> **About this task**
Down to the last line, print the data that follows exactly, without its pictures.

Stored data entries:
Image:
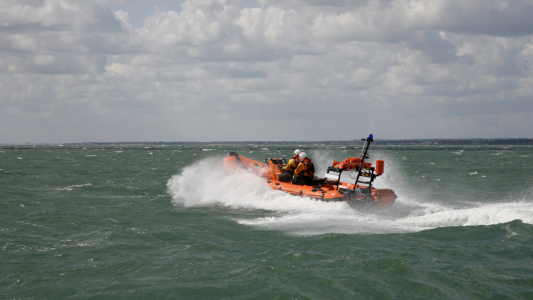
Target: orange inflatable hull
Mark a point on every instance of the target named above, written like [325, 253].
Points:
[324, 190]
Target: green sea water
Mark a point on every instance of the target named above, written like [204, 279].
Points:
[166, 222]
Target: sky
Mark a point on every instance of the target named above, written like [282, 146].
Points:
[264, 70]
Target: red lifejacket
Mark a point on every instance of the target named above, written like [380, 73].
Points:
[310, 172]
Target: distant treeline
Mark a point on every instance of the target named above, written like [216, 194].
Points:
[518, 141]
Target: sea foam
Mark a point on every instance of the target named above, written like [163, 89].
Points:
[205, 183]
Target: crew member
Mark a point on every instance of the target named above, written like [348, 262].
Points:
[290, 167]
[305, 172]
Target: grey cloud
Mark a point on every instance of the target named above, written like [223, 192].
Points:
[251, 73]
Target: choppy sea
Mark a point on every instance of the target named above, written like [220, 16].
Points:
[166, 222]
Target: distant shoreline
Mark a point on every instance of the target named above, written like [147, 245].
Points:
[499, 141]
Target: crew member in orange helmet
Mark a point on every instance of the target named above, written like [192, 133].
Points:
[290, 167]
[305, 172]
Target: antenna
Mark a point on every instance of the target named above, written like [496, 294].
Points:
[372, 123]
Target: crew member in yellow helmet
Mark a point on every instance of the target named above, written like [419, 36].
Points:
[305, 172]
[290, 167]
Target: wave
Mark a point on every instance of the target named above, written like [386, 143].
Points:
[205, 183]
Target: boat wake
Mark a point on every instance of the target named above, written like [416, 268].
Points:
[205, 183]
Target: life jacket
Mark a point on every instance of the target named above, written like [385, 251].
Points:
[291, 168]
[310, 172]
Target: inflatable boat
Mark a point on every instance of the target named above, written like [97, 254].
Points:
[329, 188]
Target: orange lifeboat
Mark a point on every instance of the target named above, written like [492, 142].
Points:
[327, 188]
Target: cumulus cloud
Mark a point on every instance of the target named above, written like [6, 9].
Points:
[287, 70]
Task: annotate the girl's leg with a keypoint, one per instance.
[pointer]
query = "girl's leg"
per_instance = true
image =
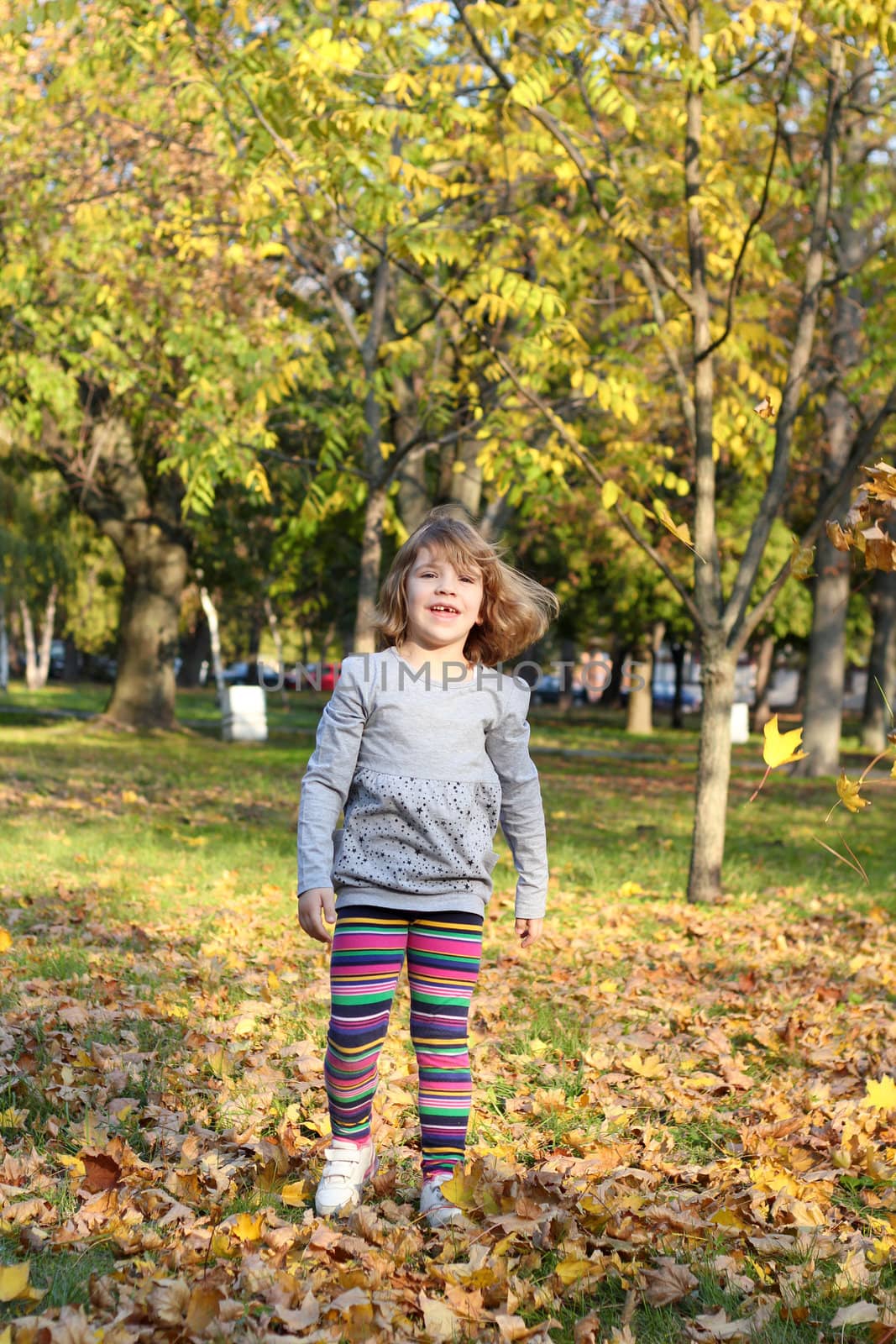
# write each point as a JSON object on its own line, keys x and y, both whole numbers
{"x": 365, "y": 961}
{"x": 443, "y": 954}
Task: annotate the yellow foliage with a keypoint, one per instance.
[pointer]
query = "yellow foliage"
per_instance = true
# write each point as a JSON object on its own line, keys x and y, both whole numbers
{"x": 848, "y": 793}
{"x": 781, "y": 748}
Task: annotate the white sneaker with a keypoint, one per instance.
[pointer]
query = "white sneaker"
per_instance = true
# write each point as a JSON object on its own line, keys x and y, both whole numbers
{"x": 345, "y": 1171}
{"x": 438, "y": 1211}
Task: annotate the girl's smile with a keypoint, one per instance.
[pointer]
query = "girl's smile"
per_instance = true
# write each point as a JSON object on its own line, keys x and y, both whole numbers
{"x": 443, "y": 605}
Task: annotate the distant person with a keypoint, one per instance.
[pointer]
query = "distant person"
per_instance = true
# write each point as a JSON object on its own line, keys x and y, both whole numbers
{"x": 425, "y": 745}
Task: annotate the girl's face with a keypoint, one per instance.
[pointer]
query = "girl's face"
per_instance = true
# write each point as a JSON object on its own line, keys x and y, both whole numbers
{"x": 443, "y": 602}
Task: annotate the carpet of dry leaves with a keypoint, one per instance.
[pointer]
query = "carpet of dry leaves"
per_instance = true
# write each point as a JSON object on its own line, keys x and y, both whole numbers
{"x": 684, "y": 1128}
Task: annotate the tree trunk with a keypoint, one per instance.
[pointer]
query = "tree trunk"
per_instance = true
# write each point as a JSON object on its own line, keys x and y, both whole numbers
{"x": 155, "y": 578}
{"x": 369, "y": 580}
{"x": 765, "y": 674}
{"x": 640, "y": 710}
{"x": 71, "y": 665}
{"x": 278, "y": 644}
{"x": 714, "y": 772}
{"x": 882, "y": 664}
{"x": 4, "y": 645}
{"x": 826, "y": 669}
{"x": 613, "y": 689}
{"x": 46, "y": 636}
{"x": 678, "y": 703}
{"x": 196, "y": 649}
{"x": 214, "y": 638}
{"x": 567, "y": 662}
{"x": 412, "y": 494}
{"x": 27, "y": 635}
{"x": 38, "y": 655}
{"x": 466, "y": 486}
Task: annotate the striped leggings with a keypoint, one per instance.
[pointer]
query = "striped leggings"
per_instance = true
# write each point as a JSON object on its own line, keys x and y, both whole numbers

> **Response below**
Image:
Target: orange inflatable hull
Mark a point on every instance of the target named above, written like [325, 253].
Points:
[324, 190]
Target: green sea water
Mark a point on every instance of the target named above, written like [204, 279].
Points:
[166, 222]
Target: sky
Mark a point on every instance of the target named above, written like [282, 146].
Points:
[264, 70]
Target: red lifejacket
Mark a point on every instance of the target named above, written like [380, 73].
Points:
[310, 172]
Target: distant treeline
Mark a point on every instance of the target named above, written like [216, 194].
Points:
[518, 141]
Target: sea foam
Mark a point on every instance of the target named above, written like [163, 89].
Points:
[205, 183]
Target: crew member
Mark a point on every instance of the target named above, written like [348, 262].
Points:
[290, 167]
[305, 172]
Target: grey cloud
Mark a point on every instance of the target named above, written like [223, 192].
Points:
[251, 73]
Target: choppy sea
Mark a point on every instance of the target named above, written like [220, 16].
Points:
[166, 222]
Target: distant shoreline
Mark a point on every instance of the target named above, written like [147, 245].
Points:
[499, 141]
Target: crew member in orange helmet
Mark a point on every instance of the target named above, written like [192, 133].
Points:
[290, 167]
[305, 172]
Target: antenna
Mark a point on every instance of the target named above, written like [496, 294].
Points:
[372, 123]
Target: crew member in yellow helmet
Mark a point on every instance of the target named above, written like [419, 36].
Points:
[305, 172]
[290, 167]
Target: wave
Mark a point on every instance of the target named above, written like [386, 143].
Points:
[205, 183]
Target: boat wake
Mark a point on every instance of the target named above, written like [416, 268].
Points:
[205, 183]
Target: life jacket
Mark a point on every instance of the target named above, written like [385, 251].
Points:
[291, 168]
[310, 172]
Target: inflatable boat
Mark a point on every instance of the target named above, written like [97, 254].
Points:
[329, 188]
Target: orange lifeboat
Mark a point on every instance of the target named above, written like [492, 142].
Points:
[327, 188]
Target: cumulus cloud
Mark a point on every instance of the target named above, written like [6, 9].
Points:
[287, 70]
Task: annotate the girl's leg with a keypoint, one per instance.
[pointer]
query = "girl's leg"
per_instance = true
image =
# write each point as a JSON object on its own line, keys x and y, both whole numbers
{"x": 365, "y": 961}
{"x": 443, "y": 954}
Task: annotate the yellow foliage with a keypoint, one per instance.
[pointer]
query = "yellow foliage"
per_instance = true
# write each point as a JSON object on its own line, keys x and y, both whole numbers
{"x": 848, "y": 793}
{"x": 781, "y": 748}
Task: annotate the white sneaker with a keypoint, one per instance.
[pointer]
query = "white sneaker"
per_instance = true
# write each point as a JSON object on its own line, keys x and y, both whole numbers
{"x": 345, "y": 1171}
{"x": 438, "y": 1211}
Task: annotate the girl's smile with a keypoint, one per instance.
[pointer]
query = "girl's smile"
per_instance = true
# write each point as a JSON object on its own line, keys x and y, both whole numbers
{"x": 443, "y": 605}
Task: annotate the distant person with a keypoint, one per instance.
[pointer]
query = "distant person"
per_instance = true
# write each point as a JSON object on its own line, keys x and y, both whole numbers
{"x": 425, "y": 745}
Task: annotate the girl's face with a keypoint, one per instance.
[pointer]
query = "girl's face"
per_instance = true
# write each point as a JSON object on its own line, keys x and y, both whole numbers
{"x": 443, "y": 602}
Task: annotate the carpet of dry leaves with a keypoint, one per instance.
[pointer]
query = "carpet of dry leaves"
per_instance = true
# write each point as a JSON object on its own line, keys x and y, both whole numbers
{"x": 684, "y": 1128}
Task: annotate the tree trunk with a keypoint, one per instance.
[pointer]
query = "tree trunk"
per_instance = true
# write each point as a JSON object on its own line, keys x and y, both whole numbers
{"x": 155, "y": 578}
{"x": 369, "y": 580}
{"x": 765, "y": 674}
{"x": 640, "y": 710}
{"x": 71, "y": 665}
{"x": 278, "y": 644}
{"x": 714, "y": 772}
{"x": 882, "y": 664}
{"x": 4, "y": 645}
{"x": 826, "y": 669}
{"x": 613, "y": 689}
{"x": 46, "y": 636}
{"x": 678, "y": 703}
{"x": 196, "y": 649}
{"x": 214, "y": 638}
{"x": 567, "y": 662}
{"x": 412, "y": 494}
{"x": 27, "y": 635}
{"x": 38, "y": 655}
{"x": 466, "y": 486}
Task: annotate the striped leggings with a keypoint, one per instance.
[pointer]
query = "striped leggings"
per_instance = true
# write each point as a JSON object on its own line, keys x and y, both whole numbers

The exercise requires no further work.